| Work instructions |
Your answer must be an exact copy of the lines from the one holding "TARGET = long white tentacle" through the last line of the entries below, with nothing added.

| Data shown |
---------------
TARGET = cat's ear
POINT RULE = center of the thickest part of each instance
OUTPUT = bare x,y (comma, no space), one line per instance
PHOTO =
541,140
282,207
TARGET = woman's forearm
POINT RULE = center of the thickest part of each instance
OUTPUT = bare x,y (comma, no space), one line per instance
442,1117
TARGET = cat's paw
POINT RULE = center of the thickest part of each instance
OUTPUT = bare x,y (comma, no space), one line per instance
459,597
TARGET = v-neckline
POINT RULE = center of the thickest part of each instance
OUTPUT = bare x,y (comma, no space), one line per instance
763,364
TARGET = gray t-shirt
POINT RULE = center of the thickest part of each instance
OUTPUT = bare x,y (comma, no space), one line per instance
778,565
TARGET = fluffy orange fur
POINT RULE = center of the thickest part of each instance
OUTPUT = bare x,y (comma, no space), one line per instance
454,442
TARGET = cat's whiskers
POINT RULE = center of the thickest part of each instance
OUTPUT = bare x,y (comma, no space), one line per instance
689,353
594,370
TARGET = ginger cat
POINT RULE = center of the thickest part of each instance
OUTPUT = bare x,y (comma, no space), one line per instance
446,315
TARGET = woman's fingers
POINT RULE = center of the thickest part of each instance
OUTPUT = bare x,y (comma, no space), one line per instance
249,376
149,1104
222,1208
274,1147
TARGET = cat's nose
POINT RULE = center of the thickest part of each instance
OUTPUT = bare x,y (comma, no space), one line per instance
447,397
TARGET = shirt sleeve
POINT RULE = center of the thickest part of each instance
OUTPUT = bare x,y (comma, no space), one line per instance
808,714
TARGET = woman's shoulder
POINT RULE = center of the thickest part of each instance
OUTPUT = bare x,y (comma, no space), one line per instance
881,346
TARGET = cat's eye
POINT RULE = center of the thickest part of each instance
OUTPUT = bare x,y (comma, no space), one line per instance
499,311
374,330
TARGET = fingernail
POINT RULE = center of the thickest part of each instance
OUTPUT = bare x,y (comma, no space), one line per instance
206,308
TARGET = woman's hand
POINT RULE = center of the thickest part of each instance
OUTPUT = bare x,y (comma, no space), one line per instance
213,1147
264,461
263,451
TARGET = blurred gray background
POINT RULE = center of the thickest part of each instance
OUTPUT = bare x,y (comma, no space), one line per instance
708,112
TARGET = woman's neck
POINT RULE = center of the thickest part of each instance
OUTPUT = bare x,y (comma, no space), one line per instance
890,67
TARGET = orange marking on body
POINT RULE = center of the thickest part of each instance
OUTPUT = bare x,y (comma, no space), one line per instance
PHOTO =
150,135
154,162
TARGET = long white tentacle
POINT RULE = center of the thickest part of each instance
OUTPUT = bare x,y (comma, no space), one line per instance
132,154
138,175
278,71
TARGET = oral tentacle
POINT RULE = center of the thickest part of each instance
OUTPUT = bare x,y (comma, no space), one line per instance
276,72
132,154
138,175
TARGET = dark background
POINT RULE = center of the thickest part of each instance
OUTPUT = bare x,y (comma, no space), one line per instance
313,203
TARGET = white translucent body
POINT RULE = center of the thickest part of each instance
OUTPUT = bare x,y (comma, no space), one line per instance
---------------
| Exercise answer |
TARGET = long white tentacle
POINT RULE = center of the thickest part of each instance
OUTPUT = bare x,y (comma, no space), one line per instance
132,154
138,175
278,71
TARGET = oral tentacle
POINT RULE = center of the thickest part of each instance
OUTPUT = bare x,y (comma, no space), one line per instance
276,72
132,154
138,175
TARGET = dark background
POINT RULE = center of the thickest part of each instance
OUTPUT = bare x,y (comma, no space), one line per instance
313,203
TARGET = white translucent body
POINT RULE = center of the thickest part of each instance
OUTPUT = bare x,y (comma, no space), one line per instance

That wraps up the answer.